--- begin ---
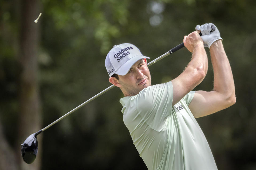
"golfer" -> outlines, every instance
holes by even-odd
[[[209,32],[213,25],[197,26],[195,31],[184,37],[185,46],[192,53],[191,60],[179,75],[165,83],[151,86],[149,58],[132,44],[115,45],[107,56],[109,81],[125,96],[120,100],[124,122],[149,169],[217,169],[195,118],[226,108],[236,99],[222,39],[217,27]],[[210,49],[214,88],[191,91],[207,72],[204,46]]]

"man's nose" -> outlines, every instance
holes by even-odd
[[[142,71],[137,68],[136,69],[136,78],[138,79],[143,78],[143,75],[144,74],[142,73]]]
--- end ---
--- begin ---
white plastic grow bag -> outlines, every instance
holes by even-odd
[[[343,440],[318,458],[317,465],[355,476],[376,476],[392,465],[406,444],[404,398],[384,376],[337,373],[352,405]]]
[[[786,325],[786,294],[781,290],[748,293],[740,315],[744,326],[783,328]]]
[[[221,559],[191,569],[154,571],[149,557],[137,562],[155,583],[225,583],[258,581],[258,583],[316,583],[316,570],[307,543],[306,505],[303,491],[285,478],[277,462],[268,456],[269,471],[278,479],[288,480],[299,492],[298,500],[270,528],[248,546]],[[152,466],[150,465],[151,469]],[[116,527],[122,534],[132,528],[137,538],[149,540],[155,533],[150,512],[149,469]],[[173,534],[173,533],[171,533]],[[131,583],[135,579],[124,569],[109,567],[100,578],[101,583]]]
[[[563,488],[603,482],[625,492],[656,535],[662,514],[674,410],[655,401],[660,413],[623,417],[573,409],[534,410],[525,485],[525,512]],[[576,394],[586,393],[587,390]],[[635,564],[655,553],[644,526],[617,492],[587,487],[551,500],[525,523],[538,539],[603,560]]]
--- end ---
Exercise aim: Give only the number of lines above that contain the string "instance", with case taken into account.

Answer to the task: 3